In January 2014, he had responded to an advertisement
issued by
the first respondent (Department) for the position of Principal at
Tsakane Ext 8 Secondary School. Mahlase and other
candidates were
shortlisted and interviewed. The fourth respondent (Njoli), was
eventually the successful candidate.
[2]
It was common cause that Mahlase resigned from his position within
the Department on 30 April 2014. The interviews
for the
position took place on 20 August 2014, and the decision to
recommend Njoli was taken in the same month. Aggrieved
at his
non-appointment, Mahlase referred a dispute to the third respondent
(ELRC) on 10 December 2014, classifying it
as
‘Appointment/Promotion’. A certificate of non-resolution
was issued on 5 February 2015, characterising
the dispute
as ‘unfair labour practice’ and ‘appointments and
promotion’. The dispute came before the second
respondent
(Commissioner) for arbitration on 18 March 2015, who had
issued his arbitration award on 5 April 2015
dismissing the
referral.
---*---
• Task requirements
**A.** List every respondent named in the passage on Mahlase's dispute, giving each one's number and the short name in parentheses.
**B.** Please repeat word for word the portion of the passage on Mahlase's dispute that opens with the words containing "In January 2014, he" and closes with "the successful candidate.".
**C.** According to the passage on Mahlase's dispute, why did Mahlase refer a dispute to the ELRC?
---*---
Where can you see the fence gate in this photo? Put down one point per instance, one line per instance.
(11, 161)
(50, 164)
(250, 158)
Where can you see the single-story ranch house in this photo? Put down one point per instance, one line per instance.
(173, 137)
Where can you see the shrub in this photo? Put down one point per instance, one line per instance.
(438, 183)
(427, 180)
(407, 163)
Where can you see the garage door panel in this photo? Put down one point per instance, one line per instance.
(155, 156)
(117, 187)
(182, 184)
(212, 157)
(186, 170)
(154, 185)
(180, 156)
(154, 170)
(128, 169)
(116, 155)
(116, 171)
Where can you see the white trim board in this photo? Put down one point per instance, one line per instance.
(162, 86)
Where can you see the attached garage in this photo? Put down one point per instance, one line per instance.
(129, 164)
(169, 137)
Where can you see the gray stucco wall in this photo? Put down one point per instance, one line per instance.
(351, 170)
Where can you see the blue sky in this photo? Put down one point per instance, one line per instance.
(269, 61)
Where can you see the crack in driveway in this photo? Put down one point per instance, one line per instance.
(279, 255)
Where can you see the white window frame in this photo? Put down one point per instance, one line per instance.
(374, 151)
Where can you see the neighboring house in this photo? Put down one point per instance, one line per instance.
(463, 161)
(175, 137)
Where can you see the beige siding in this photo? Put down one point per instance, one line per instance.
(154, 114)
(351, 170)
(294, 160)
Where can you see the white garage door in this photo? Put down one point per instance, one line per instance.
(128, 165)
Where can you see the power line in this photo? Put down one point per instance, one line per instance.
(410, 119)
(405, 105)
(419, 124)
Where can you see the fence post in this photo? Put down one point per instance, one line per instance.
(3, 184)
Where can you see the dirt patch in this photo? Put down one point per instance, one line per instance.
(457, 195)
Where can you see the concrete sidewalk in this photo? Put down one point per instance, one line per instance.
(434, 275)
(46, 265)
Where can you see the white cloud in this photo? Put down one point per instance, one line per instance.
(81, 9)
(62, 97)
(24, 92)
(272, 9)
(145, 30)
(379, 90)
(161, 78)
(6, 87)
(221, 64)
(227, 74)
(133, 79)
---*---
• The results
**A.**
- First respondent (Department)
- Second respondent (Commissioner)
- Third respondent (ELRC)
- Fourth respondent (Njoli)

**B.**
In January 2014, he had responded to an advertisement
issued by
the first respondent (Department) for the position of Principal at
Tsakane Ext 8 Secondary School. Mahlase and other
candidates were
shortlisted and interviewed. The fourth respondent (Njoli), was
eventually the successful candidate.

**C.** He referred the dispute because he was aggrieved at not being appointed to the position of Principal at Tsakane Ext 8 Secondary School.